▶ EXCERPTED PASSAGE
Sustainable value creation with enzyme technology

Sustainability Session
Sylvie Van Zandycke, DSM Food Specialties, South Bend, IN, USA
Co-author(s): Ron Duszanskyj, DSM Food Specialties, Delft, Netherlands; Marlos Fernandes, DSM Food Specialties, Sao Paulo, Brazil; Jeroen van Roon, DSM Food Specialties, Delft, Netherlands

ABSTRACT: Sustainability will be a key differentiator and value driver over the coming decades for the brewing industry, where efficient use of raw material and energy go hand-in-hand with taking environmental responsibility. Exogenous enzymes are flexible tools for meeting the increasing demands for sustainable and cost-effective beer production. However, to make the correct business decisions, the sustainability and economic advantages of enzyme technology should be made explicit and quantifiable on a case-by-case basis. Based on internationally recognized IPCC GWP 100 and Eco-indicator 99 methodologies, a full beer life cycle analysis quantitatively illustrates how enzymes can lower the beer production carbon footprint through efficient use of raw materials, reduction of energy needs, reduction of water usage, and creation of opportunities to remove process steps in malting or brewing operations. The concept of life cycle analysis methodologies and results are presented and discussed. Subsequently, two quantitative examples are given on how to obtain simultaneous financial and environmental benefits. The first example demonstrates how replacing up to 100% of malt with unmalted barley and exogenous enzymes can reduce the carbon footprint of the beer from 17.9 to 14.3 kg CO2 eq/hL of beer, a reduction of 20.1%. A real-life example of a commercial scale beer production with 100% barley is presented; the industrial process conditions and some recommendations are shared. Interestingly, independent physico-chemical and organoleptic analyses performed by the ICBD demonstrated that the quality parameters of the resulting beer were all in the range of a standard lager-type beer, with normal head retention and flavor stability. The second example focuses on energy savings when beer is stabilized with enzyme technology, while simultaneously increasing maturation capacity and decreasing the carbon footprint of the beer. In the example discussed the carbon footprint was reduced by 6.1%, while maturation capacity increased by 50%. Rather then focusing on specific products, this lecture aims to demonstrate the advantages of enzyme technology in general with respect to reducing carbon footprint and costs.

▶ EXERCISE
Can you continue the brewing-enzyme sustainability abstract above with the next part, starting right after its final sentence?

▶ INFORMATION PROVIDED

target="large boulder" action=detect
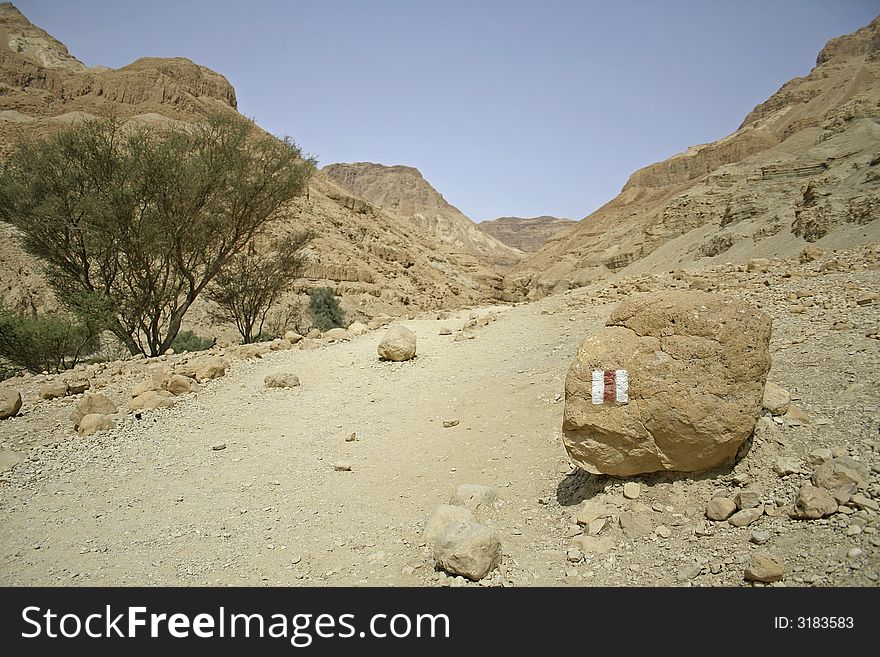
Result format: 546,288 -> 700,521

▶ EXERCISE ANSWER
Sylvie Van Zandycke studied biochemical engineering and fermentation at the Institute Meurice (Brussels, Belgium); she completed her degree in 1996. She then obtained her Ph.D. degree on Saccharomyces cerevisiae in 2000 from Oxford Brookes University in the United Kingdom. After that Sylvie was employed as a project manager for the brewing consultancy firm SMART Brewing Services until 2004, when she left the United Kingdom for lovely Montreal, Canada, and accepted a post with Lallemand as a project manager for their Genetic Identification Laboratory, focusing on yeast and bacteria used in alcoholic beverage production. In 2007 Sylvie became technical sales manager for Lallemand Brewing, looking after dry yeast and nutrition products on a global basis. At the end of 2011 she joined DSM Food Specialties, occupying her current position as support service manager for brewing enzymes in North America.